Task details ::
Rewrite each of the rows below with "jacket hood" changed to "coat hood" and nothing else altered. Omit the pictures from your output.

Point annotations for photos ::
+ + + + + + +
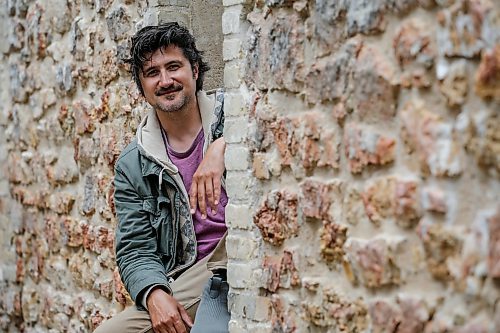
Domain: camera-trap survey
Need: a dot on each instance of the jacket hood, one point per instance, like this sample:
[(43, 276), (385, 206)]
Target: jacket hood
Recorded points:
[(149, 132)]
+ + + + + + +
Expected answer ::
Domain: camera-trap survey
Need: a dot on each instance of the coat hood, one point per instance, like this sample:
[(43, 276), (385, 206)]
Target: coat hood
Recorded points:
[(149, 132)]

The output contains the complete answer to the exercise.